▼

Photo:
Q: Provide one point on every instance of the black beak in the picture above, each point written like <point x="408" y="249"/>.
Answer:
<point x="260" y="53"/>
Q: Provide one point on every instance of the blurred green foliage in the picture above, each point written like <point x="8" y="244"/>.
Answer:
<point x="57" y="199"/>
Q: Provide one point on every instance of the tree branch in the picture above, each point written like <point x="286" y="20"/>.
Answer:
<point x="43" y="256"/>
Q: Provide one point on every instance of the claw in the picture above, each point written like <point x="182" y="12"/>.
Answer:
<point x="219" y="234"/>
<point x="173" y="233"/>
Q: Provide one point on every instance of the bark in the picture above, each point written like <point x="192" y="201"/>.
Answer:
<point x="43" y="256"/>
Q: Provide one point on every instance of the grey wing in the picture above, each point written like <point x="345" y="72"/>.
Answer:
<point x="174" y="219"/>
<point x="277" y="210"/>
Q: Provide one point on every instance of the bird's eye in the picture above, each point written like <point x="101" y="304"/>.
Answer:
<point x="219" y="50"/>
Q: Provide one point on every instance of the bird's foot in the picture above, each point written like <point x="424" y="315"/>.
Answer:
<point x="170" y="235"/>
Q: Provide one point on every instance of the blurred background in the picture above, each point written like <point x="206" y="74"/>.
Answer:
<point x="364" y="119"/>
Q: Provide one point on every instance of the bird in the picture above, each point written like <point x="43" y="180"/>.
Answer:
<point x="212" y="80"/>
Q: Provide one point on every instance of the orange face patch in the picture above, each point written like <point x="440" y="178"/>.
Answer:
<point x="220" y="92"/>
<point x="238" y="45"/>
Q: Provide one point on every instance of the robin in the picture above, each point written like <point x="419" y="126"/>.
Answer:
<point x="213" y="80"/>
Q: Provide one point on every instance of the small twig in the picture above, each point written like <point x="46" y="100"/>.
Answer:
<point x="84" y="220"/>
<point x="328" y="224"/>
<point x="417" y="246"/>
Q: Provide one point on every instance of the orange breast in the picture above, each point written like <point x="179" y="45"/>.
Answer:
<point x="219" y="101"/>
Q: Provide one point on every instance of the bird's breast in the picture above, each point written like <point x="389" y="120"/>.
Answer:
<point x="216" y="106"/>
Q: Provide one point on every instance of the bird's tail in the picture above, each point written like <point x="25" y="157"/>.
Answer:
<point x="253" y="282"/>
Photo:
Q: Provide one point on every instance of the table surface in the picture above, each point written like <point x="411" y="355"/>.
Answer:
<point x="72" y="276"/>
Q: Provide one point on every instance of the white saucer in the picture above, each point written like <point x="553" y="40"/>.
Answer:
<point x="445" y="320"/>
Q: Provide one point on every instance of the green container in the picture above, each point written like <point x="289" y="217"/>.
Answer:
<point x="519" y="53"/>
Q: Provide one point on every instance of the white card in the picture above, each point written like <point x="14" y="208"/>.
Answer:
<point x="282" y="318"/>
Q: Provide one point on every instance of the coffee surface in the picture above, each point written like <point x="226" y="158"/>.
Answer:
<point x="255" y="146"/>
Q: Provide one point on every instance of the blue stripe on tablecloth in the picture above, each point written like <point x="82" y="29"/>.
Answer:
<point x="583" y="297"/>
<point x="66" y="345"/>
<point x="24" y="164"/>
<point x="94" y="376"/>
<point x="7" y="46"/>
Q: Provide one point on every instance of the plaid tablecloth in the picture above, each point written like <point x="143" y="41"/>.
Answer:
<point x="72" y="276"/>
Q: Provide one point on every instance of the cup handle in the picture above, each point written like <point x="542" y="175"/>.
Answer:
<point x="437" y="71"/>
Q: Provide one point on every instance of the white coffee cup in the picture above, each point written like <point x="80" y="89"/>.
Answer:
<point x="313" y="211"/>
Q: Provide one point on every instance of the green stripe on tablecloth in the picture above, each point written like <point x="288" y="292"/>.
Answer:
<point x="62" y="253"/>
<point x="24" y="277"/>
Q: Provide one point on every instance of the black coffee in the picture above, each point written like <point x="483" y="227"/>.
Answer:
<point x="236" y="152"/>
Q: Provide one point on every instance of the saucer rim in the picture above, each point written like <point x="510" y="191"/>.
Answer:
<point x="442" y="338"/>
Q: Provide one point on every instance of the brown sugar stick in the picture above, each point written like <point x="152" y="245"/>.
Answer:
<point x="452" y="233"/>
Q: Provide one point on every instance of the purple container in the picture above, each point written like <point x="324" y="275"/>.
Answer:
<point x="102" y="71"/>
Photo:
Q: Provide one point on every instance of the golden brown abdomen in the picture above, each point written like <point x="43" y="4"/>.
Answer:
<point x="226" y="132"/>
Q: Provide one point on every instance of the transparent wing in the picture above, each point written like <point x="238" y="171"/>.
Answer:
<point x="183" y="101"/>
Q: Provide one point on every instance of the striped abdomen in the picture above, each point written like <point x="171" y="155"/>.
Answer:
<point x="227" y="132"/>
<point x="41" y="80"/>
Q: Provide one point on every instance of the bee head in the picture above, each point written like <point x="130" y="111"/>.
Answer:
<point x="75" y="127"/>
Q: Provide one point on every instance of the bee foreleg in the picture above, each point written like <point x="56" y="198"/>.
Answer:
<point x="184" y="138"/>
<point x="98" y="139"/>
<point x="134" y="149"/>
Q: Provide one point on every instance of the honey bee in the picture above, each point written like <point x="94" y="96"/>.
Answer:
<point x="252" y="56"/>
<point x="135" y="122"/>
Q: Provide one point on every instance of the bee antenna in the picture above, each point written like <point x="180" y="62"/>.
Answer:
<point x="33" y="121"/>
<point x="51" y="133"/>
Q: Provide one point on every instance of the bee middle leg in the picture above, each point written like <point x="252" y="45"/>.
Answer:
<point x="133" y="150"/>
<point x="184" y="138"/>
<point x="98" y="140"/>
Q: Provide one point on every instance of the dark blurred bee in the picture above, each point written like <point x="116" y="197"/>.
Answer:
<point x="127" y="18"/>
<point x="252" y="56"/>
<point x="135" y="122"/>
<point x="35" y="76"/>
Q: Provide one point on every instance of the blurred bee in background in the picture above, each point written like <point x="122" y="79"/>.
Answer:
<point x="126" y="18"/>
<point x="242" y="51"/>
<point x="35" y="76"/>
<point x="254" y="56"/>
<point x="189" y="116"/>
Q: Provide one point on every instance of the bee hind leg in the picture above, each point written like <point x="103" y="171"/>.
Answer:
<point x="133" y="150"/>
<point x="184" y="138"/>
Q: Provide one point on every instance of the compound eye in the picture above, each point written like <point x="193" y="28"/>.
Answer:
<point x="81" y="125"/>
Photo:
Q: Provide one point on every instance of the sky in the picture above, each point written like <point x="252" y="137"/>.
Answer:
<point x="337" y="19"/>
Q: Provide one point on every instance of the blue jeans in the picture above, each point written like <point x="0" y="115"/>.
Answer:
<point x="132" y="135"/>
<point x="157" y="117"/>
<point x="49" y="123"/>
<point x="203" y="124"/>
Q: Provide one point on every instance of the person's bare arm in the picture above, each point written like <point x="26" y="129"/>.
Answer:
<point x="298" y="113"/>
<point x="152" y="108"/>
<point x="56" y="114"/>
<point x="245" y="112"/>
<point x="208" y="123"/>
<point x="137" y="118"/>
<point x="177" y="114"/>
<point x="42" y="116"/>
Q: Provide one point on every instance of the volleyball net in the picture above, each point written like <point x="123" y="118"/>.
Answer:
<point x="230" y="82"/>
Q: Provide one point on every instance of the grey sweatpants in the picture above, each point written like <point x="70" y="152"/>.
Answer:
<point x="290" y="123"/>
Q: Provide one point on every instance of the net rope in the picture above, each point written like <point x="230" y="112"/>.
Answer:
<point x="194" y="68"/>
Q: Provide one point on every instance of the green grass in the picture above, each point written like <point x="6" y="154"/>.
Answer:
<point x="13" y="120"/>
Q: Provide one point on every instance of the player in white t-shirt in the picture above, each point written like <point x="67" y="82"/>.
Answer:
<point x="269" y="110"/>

▲

» **What is expected**
Quote exactly what appears from the line containing "Q: Provide one point on every instance of the grey sweatpants" through the final line of the listing above, including both of those lines.

» **Expected output**
Q: Provide one point on every instance of the grey sweatpants in the picture above, each point written like <point x="70" y="152"/>.
Answer:
<point x="290" y="123"/>
Q: Provide one point on every instance of the net rope in the picture above, each point written like <point x="230" y="112"/>.
Answer:
<point x="194" y="68"/>
Q: Provide one point on every instance of the green grass in the picture above, each point written like <point x="6" y="154"/>.
Answer:
<point x="13" y="120"/>
Q: Provide one point on every instance of the player in white t-shirt in the picture above, each point written like <point x="67" y="82"/>.
Answer:
<point x="269" y="110"/>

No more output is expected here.